TÂCHE COURTE A » Recopiez à l'identique les lignes des enregistrements ci-dessous, depuis celle qui contient « Target: green leaf » jusqu'à celle qui contient « 61), (23, 62)] », ces deux lignes incluses.

EXTRAIT DU DOCUMENT »
= = = = =

De plus en plus de restaurateurs tentent désormais leur chance en banlieue. Plusieurs raisons les conduisent à opter pour cette solution. D’abord, sur le plan financier, les conditions d’installation sont souvent plus avantageuses et facilitent l’accès à des locaux plus spacieux. Ensuite, à Paris, le marché s’affirme très concurrentiel en raison d’une offre pléthorique. Enfin, la proche banlieue fait l’objet d’une gentrification conséquente ces dernières années. «Aujourd’hui, souligne Michel Arfi, les banlieusards ne vont plus à Paris, les difficultés de circulation et de stationnement les en ont dissuadés. » Depuis deux ans, cet ancien grossiste en viande de Rungis, accompagné de son frère Patrick, ancien patron des Boucheries Chassineau à Ivry-sur-Seine (Val-de-Marne), a repris en main le Coq de Bougival (Yvelines).

Cet établissement a connu autrefois la gloire et les honneurs du guide Michelin sous l’enseigne Coq Hardi, puis a ensuite subi une lente dégringolade achevée avec la faillite de la chaîne Chez Clément, qui y avait posé son enseigne. Dès 2018, les deux frères se sont employés à relancer le Coq, d’abord avec David Cheleman, qui exploite désormais une autre grande brasserie voisine, La Maison Louveciennes (Yvelines). Ils ont ensuite pris la direction opérationnelle du Coq en 2022. «Nous avons décidé de redonner son lustre à l’établissement, indique Michel Arfi. Nous avons créé un effet boule de neige en fidélisant une clientèle d’un certain âge qui aime prendre son temps et retrouver l’âme du Coq. » Les deux frères n’ont pas choisi l’option de la haute gastronomie, mais opté pour une brasserie de qualité avec une belle offre de viandes et un ticket moyen gravitant autour de 50 €.

= = = = =

TÂCHE COURTE B » Répétez tel quel le passage de l'extrait sur les restaurateurs en banlieue, depuis « Cet établissement a » jusqu'à « autour de 50 €. ».

= = = = =

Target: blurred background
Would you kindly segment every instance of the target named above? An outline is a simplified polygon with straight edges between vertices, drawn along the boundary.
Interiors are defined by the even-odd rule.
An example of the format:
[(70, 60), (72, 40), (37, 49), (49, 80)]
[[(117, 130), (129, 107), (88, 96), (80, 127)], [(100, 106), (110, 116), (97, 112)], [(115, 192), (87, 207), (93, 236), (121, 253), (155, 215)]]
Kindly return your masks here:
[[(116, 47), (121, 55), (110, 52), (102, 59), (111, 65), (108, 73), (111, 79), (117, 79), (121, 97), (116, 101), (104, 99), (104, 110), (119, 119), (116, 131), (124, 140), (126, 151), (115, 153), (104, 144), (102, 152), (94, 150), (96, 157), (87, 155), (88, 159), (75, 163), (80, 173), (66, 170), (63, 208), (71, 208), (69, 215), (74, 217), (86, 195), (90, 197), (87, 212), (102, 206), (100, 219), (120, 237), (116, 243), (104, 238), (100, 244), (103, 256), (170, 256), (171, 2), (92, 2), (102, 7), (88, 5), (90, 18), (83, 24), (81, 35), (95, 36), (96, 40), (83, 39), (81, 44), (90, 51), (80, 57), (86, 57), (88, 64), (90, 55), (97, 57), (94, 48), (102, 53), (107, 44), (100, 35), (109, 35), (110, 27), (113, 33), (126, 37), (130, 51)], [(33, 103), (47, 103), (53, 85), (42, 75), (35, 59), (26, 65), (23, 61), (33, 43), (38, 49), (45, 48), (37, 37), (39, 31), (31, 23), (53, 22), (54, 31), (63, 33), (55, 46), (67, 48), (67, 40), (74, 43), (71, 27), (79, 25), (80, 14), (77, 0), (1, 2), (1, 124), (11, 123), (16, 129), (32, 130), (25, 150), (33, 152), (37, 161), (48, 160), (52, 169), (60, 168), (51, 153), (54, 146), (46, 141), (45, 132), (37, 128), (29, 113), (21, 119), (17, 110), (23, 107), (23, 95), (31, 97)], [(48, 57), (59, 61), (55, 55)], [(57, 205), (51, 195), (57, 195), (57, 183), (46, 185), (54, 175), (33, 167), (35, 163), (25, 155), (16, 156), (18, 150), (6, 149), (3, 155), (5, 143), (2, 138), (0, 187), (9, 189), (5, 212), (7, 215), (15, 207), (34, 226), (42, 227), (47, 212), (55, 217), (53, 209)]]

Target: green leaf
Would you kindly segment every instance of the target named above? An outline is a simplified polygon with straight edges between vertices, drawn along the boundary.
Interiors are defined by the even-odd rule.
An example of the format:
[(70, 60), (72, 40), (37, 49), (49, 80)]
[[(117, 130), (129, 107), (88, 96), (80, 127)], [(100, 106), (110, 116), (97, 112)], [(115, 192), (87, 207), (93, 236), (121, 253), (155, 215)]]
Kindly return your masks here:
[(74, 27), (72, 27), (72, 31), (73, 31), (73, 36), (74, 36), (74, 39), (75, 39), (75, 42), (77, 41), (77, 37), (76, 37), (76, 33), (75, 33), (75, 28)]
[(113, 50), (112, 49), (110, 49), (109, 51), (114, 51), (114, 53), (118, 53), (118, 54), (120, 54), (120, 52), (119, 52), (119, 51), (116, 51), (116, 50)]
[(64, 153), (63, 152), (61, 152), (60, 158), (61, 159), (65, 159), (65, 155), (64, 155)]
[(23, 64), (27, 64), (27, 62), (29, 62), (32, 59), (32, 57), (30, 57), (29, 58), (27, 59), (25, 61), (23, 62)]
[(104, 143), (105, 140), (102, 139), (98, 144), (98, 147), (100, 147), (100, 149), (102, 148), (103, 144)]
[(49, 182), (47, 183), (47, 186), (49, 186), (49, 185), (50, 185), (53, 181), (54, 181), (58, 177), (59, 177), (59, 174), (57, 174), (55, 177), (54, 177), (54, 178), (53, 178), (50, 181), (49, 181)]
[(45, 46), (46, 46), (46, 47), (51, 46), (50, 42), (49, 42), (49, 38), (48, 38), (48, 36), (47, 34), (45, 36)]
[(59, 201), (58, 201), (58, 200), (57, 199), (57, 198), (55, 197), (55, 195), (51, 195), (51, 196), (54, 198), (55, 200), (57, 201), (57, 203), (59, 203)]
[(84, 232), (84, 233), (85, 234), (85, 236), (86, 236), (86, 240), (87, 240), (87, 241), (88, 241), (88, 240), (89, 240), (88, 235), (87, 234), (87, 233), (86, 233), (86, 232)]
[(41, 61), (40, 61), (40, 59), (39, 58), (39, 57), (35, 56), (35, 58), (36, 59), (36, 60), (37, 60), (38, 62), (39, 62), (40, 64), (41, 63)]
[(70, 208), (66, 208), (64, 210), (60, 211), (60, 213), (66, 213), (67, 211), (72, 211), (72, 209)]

= = = = =

SOLUTION DÉTAILLÉE A »
Target: green leaf
Would you kindly segment every instance of the target named above? An outline is a simplified polygon with straight edges between vertices, drawn along the boundary.
Interiors are defined by the even-odd rule.
An example of the format:
[(70, 60), (72, 40), (37, 49), (49, 80)]
[[(117, 130), (129, 107), (88, 96), (80, 127)], [(100, 106), (110, 116), (97, 112)], [(115, 192), (87, 207), (93, 236), (121, 253), (155, 215)]]
Kindly return your masks here:
[(74, 27), (72, 27), (72, 31), (73, 31), (73, 36), (74, 36), (74, 39), (75, 39), (75, 42), (77, 41), (77, 37), (76, 37), (76, 33), (75, 33), (75, 28)]
[(113, 50), (112, 49), (110, 49), (109, 51), (114, 51), (114, 53), (118, 53), (118, 54), (120, 54), (120, 52), (119, 52), (119, 51), (116, 51), (116, 50)]
[(64, 153), (63, 152), (61, 152), (60, 158), (61, 159), (65, 159), (65, 155), (64, 155)]
[(23, 64), (27, 64), (27, 62), (29, 62), (32, 59), (32, 57), (30, 57), (29, 58), (27, 59), (25, 61), (23, 62)]

SOLUTION DÉTAILLÉE B »
Cet établissement a connu autrefois la gloire et les honneurs du guide Michelin sous l’enseigne Coq Hardi, puis a ensuite subi une lente dégringolade achevée avec la faillite de la chaîne Chez Clément, qui y avait posé son enseigne. Dès 2018, les deux frères se sont employés à relancer le Coq, d’abord avec David Cheleman, qui exploite désormais une autre grande brasserie voisine, La Maison Louveciennes (Yvelines). Ils ont ensuite pris la direction opérationnelle du Coq en 2022. «Nous avons décidé de redonner son lustre à l’établissement, indique Michel Arfi. Nous avons créé un effet boule de neige en fidélisant une clientèle d’un certain âge qui aime prendre son temps et retrouver l’âme du Coq. » Les deux frères n’ont pas choisi l’option de la haute gastronomie, mais opté pour une brasserie de qualité avec une belle offre de viandes et un ticket moyen gravitant autour de 50 €.